**Provided data:**
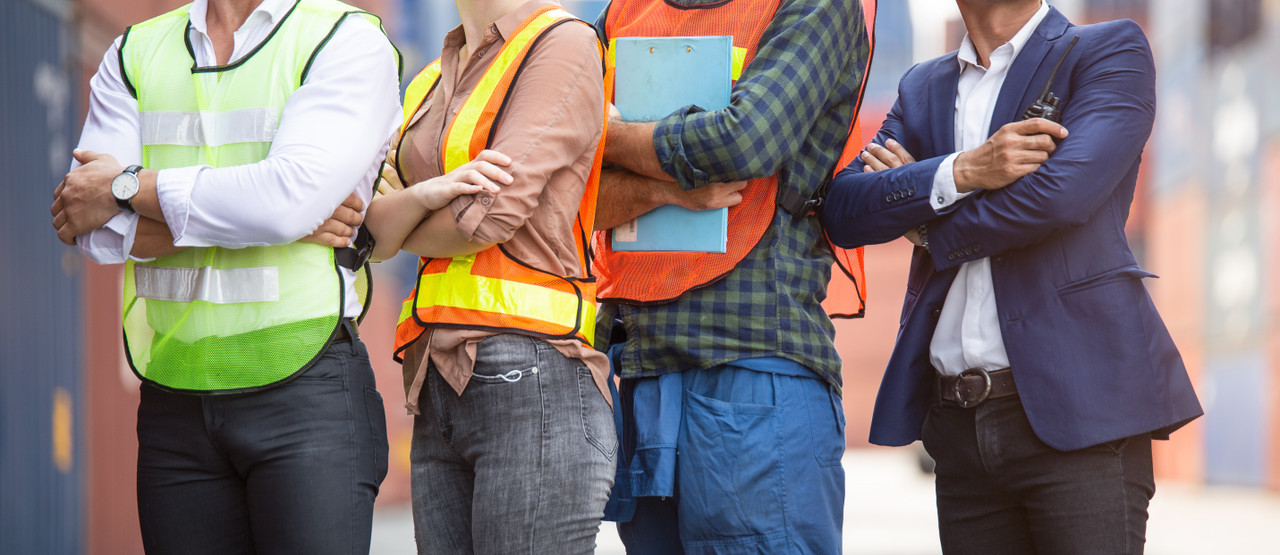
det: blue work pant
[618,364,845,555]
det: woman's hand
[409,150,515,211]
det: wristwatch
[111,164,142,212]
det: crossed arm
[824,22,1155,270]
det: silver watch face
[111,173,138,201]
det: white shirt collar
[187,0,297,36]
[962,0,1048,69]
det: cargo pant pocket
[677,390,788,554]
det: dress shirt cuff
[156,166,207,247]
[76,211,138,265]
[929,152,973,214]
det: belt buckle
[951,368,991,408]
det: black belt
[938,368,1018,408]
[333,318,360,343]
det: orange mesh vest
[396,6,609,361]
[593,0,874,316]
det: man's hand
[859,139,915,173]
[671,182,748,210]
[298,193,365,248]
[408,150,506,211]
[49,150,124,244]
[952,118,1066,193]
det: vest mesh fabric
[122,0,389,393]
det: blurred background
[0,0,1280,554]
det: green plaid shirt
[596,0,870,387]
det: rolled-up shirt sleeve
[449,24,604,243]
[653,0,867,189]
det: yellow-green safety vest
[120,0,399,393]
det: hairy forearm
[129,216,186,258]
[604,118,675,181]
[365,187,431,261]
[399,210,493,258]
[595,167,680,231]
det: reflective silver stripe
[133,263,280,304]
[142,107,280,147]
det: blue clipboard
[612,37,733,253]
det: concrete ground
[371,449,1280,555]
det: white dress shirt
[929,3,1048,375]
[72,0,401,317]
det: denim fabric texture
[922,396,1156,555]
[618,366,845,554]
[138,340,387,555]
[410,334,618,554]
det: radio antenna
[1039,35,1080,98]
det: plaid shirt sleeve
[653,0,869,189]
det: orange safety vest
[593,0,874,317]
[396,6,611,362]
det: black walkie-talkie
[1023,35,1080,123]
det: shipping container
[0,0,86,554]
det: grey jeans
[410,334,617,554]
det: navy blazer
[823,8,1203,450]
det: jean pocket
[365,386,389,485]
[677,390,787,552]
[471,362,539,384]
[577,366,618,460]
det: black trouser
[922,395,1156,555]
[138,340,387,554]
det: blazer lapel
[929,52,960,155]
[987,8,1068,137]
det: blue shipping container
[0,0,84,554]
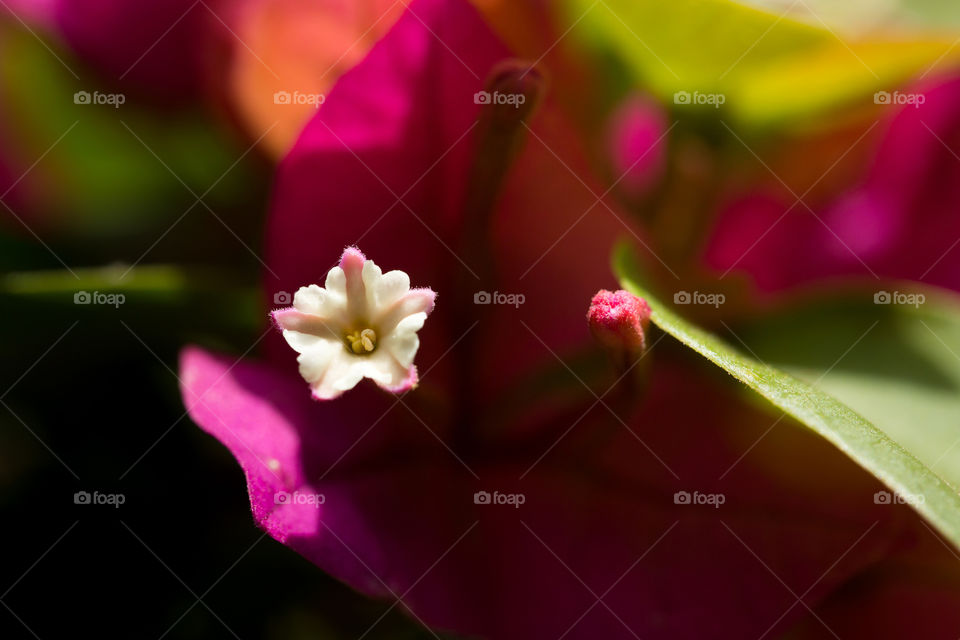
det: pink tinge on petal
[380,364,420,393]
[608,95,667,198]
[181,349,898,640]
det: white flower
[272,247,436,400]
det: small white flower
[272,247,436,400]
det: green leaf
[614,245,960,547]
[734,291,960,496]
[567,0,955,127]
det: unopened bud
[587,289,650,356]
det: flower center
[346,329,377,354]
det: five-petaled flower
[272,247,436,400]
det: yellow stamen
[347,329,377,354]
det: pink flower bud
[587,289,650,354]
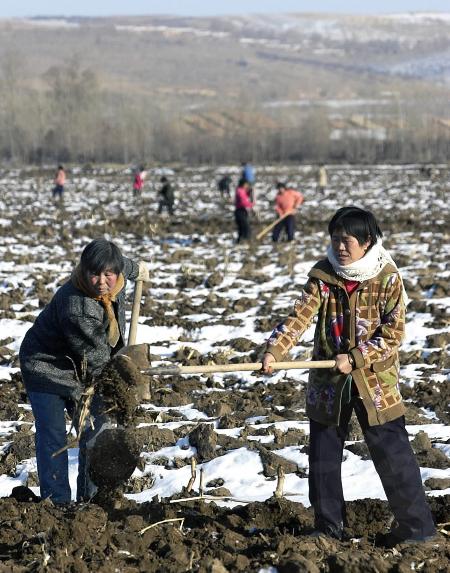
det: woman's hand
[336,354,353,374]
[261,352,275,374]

**To do:** Copy out every line of the entries from the one containing "det: white shirt collar" down to the one containing "[0,0,1280,554]", both included, without changing anything.

**Worked answer:**
det: white shirt collar
[187,0,297,36]
[962,0,1048,69]
det: cargo pant pocket
[677,390,788,554]
det: dress shirt cuff
[156,166,207,247]
[76,211,138,265]
[929,152,973,214]
det: belt buckle
[951,368,991,408]
det: black belt
[938,368,1018,408]
[333,318,360,343]
det: orange mesh vest
[396,6,609,361]
[593,0,874,316]
det: man's hand
[859,139,915,173]
[671,182,748,210]
[298,193,365,248]
[408,150,506,211]
[49,150,124,244]
[952,118,1066,193]
det: vest mesh fabric
[122,0,389,393]
det: blurred background
[0,0,1280,554]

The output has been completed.